SET TASK:
Report every row below that contains the string "query". Treat uppercase and lowercase letters as different.

Recorded data
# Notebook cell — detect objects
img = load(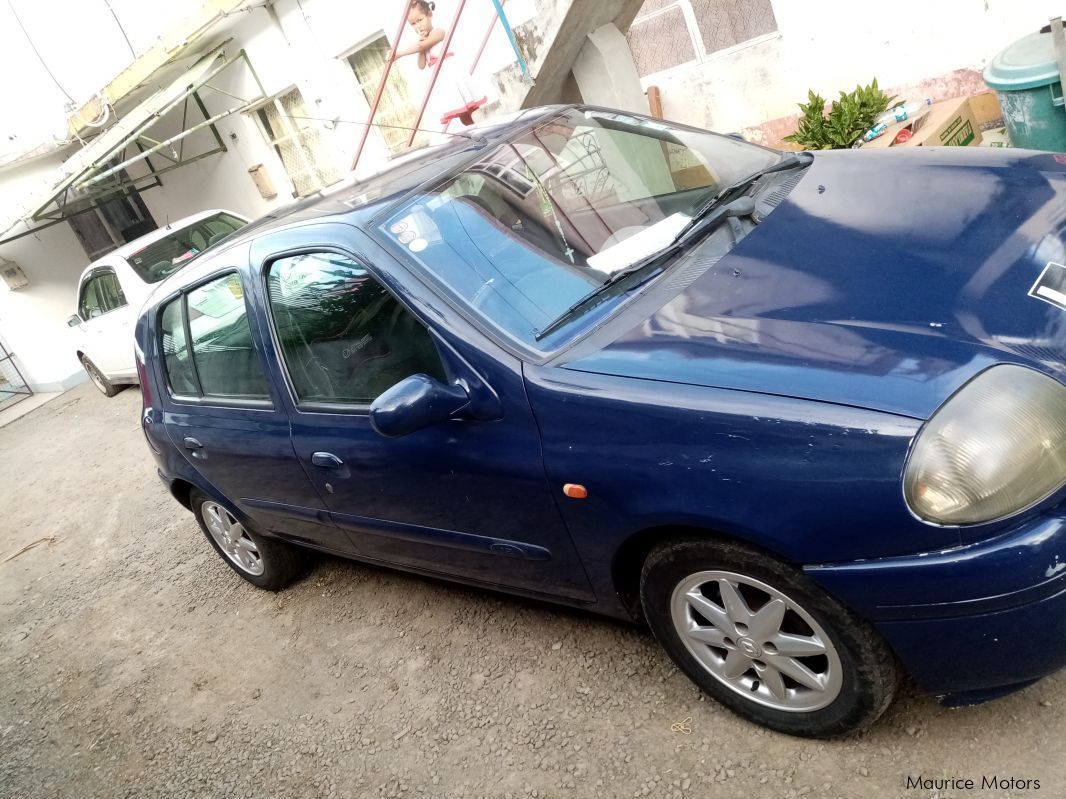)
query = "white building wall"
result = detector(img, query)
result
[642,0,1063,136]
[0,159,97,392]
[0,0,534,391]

RESPONSE BELOW:
query = "white building wall"
result = detector(img, query)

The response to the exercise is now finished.